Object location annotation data
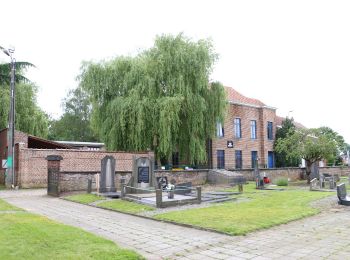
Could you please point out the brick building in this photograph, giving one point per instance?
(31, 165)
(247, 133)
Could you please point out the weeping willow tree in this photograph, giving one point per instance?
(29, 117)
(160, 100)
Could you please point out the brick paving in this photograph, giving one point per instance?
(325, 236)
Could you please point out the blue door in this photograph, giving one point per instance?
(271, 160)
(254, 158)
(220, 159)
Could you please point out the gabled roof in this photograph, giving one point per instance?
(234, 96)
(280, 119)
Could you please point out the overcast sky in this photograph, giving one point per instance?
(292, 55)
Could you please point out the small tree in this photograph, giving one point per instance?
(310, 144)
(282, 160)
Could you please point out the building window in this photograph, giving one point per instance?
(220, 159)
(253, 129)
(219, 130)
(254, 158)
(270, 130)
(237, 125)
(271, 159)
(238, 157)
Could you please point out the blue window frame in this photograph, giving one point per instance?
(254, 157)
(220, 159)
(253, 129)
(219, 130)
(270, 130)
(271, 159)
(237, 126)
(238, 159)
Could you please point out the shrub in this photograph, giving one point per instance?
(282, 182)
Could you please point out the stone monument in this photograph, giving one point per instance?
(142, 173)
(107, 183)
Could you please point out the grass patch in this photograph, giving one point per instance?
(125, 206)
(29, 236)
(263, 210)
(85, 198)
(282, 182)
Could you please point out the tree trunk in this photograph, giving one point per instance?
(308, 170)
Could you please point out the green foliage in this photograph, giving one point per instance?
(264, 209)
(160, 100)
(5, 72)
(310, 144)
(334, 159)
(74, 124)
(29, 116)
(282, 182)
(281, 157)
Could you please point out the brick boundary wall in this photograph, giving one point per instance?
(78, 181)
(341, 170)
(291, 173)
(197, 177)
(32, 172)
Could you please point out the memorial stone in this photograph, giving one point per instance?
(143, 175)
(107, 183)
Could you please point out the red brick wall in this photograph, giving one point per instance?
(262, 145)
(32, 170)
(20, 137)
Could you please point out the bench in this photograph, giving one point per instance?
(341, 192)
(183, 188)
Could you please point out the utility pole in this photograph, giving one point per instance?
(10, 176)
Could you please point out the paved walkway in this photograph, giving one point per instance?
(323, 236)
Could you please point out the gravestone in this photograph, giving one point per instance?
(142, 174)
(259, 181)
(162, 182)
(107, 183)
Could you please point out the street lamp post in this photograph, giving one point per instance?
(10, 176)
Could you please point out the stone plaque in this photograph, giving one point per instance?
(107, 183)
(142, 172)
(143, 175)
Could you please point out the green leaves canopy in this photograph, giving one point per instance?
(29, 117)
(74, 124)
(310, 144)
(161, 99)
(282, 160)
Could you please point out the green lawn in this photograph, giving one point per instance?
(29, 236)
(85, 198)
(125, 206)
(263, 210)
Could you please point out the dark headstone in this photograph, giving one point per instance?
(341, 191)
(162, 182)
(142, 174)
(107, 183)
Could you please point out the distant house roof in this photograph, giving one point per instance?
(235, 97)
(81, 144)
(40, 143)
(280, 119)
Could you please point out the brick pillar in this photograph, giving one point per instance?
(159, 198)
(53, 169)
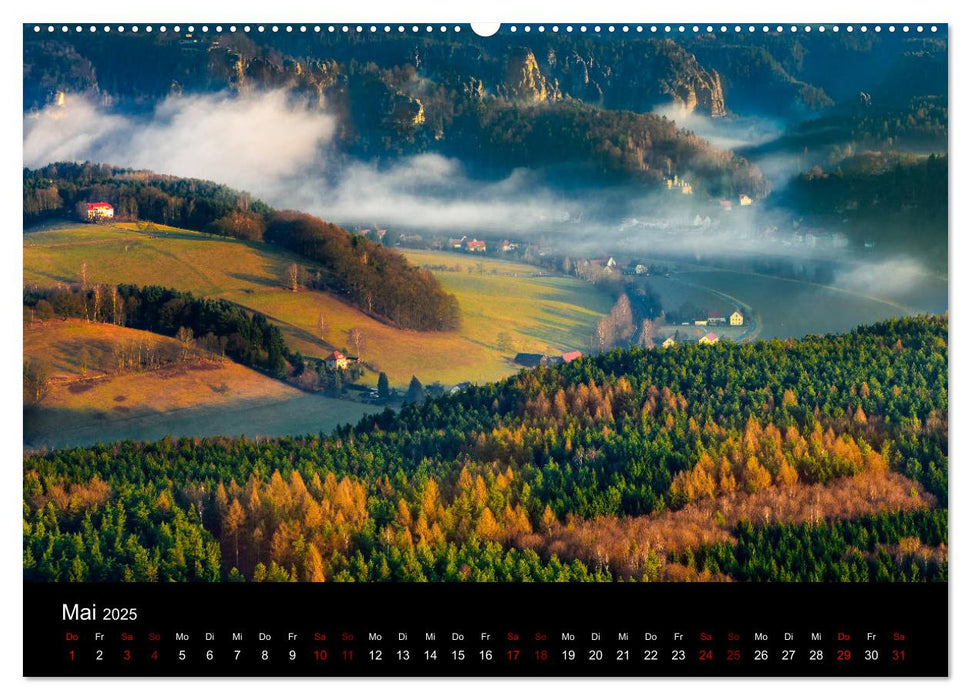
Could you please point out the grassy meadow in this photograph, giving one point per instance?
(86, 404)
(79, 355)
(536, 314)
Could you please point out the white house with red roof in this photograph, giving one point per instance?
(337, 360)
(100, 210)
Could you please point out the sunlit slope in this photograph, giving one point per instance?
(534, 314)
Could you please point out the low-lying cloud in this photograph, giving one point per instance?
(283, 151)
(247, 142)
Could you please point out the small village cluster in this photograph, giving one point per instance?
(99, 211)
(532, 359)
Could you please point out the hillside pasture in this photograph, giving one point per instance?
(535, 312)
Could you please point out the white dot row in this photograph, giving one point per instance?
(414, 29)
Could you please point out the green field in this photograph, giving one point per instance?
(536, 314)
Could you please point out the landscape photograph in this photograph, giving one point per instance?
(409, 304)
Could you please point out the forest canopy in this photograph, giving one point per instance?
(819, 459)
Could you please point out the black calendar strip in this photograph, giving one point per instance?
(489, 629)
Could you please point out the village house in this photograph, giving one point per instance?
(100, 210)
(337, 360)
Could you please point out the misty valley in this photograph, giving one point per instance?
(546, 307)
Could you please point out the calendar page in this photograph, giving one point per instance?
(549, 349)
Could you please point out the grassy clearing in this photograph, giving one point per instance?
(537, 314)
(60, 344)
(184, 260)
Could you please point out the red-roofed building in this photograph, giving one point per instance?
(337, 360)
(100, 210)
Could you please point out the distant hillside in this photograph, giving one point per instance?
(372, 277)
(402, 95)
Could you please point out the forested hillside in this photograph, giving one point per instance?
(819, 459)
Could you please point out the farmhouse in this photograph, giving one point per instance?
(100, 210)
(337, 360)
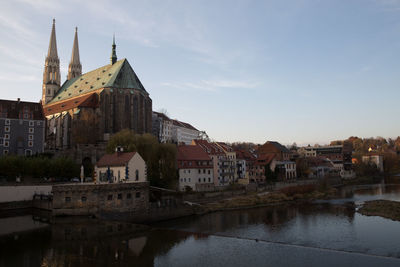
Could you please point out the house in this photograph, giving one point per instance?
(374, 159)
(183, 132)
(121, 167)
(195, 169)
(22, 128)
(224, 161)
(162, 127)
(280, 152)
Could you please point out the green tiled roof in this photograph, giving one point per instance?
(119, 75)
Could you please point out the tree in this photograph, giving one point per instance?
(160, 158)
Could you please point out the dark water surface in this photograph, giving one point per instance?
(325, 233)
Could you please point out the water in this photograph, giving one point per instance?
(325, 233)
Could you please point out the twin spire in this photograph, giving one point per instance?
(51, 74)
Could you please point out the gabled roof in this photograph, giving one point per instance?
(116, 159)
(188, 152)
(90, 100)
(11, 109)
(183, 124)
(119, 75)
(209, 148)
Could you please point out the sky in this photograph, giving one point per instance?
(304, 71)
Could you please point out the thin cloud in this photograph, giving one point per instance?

* * *

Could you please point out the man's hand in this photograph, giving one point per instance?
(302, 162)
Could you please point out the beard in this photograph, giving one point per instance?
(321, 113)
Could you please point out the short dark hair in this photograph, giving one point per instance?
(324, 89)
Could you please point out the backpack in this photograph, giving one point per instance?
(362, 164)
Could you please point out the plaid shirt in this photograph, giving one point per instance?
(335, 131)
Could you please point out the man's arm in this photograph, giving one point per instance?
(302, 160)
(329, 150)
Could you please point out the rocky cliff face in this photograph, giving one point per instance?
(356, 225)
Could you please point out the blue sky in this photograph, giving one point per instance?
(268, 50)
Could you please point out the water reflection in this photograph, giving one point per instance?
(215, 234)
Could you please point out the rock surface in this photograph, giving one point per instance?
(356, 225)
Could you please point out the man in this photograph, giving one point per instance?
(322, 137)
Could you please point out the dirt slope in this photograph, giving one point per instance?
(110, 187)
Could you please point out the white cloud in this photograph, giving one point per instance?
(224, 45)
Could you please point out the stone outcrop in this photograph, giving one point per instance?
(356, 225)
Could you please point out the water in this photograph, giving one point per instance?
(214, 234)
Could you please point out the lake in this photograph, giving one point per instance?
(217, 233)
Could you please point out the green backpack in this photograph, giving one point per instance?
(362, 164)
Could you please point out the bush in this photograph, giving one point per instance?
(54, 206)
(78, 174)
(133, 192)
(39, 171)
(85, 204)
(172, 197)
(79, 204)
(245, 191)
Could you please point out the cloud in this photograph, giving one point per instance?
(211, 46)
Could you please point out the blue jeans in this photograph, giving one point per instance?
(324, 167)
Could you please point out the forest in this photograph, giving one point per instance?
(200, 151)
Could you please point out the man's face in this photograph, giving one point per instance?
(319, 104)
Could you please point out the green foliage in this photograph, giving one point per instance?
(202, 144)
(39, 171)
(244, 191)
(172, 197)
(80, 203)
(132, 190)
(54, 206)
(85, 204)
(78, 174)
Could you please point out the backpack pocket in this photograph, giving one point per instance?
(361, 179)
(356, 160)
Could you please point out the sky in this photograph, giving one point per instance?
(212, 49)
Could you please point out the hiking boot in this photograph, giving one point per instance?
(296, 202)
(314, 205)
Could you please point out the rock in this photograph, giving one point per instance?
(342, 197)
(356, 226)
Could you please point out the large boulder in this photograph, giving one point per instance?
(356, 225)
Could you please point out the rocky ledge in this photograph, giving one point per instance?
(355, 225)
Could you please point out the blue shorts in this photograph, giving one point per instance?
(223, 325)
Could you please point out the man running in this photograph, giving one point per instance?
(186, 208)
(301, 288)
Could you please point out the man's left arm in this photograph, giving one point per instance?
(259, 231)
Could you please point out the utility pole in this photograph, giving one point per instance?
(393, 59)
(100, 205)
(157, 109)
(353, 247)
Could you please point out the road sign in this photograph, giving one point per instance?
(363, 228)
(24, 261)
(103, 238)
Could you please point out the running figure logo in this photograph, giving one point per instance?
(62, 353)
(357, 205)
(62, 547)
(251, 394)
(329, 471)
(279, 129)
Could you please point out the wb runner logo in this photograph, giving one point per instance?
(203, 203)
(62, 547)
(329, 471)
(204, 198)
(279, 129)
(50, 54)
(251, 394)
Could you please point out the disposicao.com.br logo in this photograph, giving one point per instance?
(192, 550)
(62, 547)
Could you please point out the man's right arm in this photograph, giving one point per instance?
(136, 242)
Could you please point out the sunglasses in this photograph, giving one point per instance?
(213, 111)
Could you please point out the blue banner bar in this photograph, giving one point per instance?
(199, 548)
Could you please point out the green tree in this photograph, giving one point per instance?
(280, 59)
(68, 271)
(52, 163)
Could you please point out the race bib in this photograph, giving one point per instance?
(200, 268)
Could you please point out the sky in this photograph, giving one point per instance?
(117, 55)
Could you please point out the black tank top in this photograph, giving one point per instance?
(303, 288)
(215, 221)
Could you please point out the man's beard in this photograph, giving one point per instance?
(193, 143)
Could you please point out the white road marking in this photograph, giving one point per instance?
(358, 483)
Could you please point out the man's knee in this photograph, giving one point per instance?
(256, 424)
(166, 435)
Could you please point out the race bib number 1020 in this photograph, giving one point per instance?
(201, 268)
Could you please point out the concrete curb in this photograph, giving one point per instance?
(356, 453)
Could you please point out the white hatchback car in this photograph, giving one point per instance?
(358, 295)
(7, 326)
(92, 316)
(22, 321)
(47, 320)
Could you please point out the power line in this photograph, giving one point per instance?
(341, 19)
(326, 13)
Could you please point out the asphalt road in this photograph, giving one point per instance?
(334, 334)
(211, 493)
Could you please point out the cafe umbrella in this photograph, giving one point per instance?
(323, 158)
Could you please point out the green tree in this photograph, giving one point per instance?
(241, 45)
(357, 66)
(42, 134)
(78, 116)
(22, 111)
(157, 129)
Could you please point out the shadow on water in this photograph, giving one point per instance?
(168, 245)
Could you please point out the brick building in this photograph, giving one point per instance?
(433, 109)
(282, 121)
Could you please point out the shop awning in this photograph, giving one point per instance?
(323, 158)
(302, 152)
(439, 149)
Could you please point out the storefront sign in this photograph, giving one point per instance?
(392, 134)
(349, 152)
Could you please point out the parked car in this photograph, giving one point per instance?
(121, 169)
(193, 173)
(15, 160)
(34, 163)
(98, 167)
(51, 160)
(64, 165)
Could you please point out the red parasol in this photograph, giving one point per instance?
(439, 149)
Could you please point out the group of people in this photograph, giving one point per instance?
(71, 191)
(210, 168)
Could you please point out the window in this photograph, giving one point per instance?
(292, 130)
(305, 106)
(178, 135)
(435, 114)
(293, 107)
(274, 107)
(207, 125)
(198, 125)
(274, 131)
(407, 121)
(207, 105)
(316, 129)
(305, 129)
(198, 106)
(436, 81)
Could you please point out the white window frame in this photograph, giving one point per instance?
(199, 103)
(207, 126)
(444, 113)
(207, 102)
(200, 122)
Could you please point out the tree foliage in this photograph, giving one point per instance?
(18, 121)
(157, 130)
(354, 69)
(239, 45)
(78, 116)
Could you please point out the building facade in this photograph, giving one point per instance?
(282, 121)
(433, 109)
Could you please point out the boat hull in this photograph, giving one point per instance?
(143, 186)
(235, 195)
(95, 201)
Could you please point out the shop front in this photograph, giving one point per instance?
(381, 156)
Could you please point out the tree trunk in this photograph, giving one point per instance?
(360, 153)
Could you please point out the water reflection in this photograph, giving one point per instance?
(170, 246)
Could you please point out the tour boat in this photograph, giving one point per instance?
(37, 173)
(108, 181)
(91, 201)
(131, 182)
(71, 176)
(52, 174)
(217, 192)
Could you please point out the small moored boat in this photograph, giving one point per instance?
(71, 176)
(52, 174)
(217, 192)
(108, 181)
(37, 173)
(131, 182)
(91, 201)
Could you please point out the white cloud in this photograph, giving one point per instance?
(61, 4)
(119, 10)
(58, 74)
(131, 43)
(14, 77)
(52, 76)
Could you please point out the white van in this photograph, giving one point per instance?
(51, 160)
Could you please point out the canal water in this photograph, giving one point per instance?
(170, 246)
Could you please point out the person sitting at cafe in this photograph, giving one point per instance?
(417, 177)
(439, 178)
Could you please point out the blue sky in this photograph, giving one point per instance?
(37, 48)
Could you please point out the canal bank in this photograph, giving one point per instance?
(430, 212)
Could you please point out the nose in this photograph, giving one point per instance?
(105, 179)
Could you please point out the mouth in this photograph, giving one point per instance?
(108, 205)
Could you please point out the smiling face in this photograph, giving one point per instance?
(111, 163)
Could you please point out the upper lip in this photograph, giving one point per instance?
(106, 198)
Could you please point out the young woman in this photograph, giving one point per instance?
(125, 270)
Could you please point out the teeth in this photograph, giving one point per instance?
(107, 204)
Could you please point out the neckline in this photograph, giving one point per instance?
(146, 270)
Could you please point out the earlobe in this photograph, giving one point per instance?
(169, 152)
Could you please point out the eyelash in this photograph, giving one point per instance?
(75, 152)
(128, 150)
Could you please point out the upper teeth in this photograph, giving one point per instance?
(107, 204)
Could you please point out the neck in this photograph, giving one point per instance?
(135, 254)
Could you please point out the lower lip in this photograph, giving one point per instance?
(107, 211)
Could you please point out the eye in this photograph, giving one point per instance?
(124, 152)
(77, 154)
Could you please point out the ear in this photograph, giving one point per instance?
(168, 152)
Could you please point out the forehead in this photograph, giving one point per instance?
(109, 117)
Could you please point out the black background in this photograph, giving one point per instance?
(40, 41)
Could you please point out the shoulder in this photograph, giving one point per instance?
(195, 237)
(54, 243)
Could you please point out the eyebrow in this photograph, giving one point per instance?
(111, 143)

--

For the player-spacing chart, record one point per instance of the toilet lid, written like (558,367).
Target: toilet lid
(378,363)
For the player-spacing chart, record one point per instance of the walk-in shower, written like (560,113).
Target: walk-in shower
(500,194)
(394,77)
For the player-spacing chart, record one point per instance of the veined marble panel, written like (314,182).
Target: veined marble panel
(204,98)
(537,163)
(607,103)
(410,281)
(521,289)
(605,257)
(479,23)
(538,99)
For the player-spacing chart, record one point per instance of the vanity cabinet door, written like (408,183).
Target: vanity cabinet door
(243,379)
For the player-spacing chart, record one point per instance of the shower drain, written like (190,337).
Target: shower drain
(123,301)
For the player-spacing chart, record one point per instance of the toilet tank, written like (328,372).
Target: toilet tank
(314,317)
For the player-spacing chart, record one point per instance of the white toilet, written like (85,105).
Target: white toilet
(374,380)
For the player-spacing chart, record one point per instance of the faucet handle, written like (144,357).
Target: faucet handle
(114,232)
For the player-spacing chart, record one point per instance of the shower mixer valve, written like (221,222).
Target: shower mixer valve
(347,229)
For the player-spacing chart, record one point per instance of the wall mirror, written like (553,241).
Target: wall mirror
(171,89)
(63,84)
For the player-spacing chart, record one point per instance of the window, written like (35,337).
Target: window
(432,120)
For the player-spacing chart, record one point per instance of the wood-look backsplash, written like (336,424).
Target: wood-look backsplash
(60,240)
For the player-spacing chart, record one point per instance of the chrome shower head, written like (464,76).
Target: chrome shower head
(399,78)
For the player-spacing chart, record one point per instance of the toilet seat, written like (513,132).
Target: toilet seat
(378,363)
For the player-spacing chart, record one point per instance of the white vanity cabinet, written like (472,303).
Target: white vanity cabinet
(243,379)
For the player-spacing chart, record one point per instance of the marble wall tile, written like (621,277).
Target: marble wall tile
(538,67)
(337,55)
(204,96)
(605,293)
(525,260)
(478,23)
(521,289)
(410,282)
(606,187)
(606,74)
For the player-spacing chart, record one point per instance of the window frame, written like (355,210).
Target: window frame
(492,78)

● SHORT EXERCISE
Show each line in the rows above that contains the string "window".

● OUTPUT OF THE EXERCISE
Could you please point out the building window in this photograph, giving one point per instance?
Could you please point out the blue window frame in this photograph, giving one point per instance?
Could you please point out the window in this photograph, giving one point per instance?
Could you please point out the white window frame in this photograph, giving one point per instance?
For the player-spacing chart, record one point per instance of the window, written like (35,337).
Target: window
For the player-spacing chart, record one point per instance of the window frame, written like (355,210).
Target: window frame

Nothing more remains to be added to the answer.